**Problem description:** Please keep pictures out of the copy, and print exactly the lines from the one containing "Practice step: locate the small standing" through the end of the records.

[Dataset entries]
======

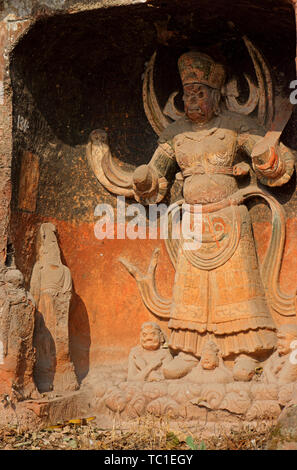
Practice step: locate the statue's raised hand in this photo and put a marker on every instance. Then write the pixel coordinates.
(144, 180)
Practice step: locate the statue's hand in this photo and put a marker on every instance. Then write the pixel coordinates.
(241, 169)
(100, 139)
(144, 180)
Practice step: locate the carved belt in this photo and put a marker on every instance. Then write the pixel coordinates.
(199, 170)
(234, 200)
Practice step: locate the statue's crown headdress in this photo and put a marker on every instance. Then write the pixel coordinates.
(196, 67)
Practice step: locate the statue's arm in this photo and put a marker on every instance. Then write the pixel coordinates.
(272, 161)
(150, 182)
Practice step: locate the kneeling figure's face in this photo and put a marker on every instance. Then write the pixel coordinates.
(209, 361)
(150, 338)
(283, 343)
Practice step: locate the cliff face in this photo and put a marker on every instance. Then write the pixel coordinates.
(69, 67)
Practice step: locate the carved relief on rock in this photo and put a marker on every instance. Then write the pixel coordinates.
(147, 360)
(17, 310)
(220, 292)
(51, 286)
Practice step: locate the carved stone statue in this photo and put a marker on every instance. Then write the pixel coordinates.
(17, 310)
(220, 293)
(148, 358)
(211, 368)
(244, 368)
(51, 286)
(281, 367)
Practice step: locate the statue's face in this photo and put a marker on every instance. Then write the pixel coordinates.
(209, 360)
(150, 338)
(283, 343)
(198, 103)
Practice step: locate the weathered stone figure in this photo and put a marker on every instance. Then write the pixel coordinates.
(17, 309)
(218, 292)
(281, 367)
(148, 358)
(211, 368)
(51, 286)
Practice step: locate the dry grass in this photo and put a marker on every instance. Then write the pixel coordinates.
(146, 433)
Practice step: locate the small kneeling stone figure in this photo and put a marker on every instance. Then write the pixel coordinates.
(148, 358)
(280, 368)
(211, 368)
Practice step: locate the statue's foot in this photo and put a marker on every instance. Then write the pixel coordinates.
(65, 379)
(180, 366)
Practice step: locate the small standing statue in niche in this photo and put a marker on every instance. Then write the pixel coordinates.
(211, 368)
(51, 287)
(17, 309)
(147, 359)
(219, 293)
(281, 367)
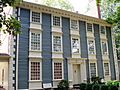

======

**Solution to the problem:**
Practice step: locate the small standing statue in niche in this photo and put a marker on every instance. Then write the pixel coordinates.
(211, 368)
(51, 287)
(17, 309)
(147, 359)
(219, 293)
(281, 367)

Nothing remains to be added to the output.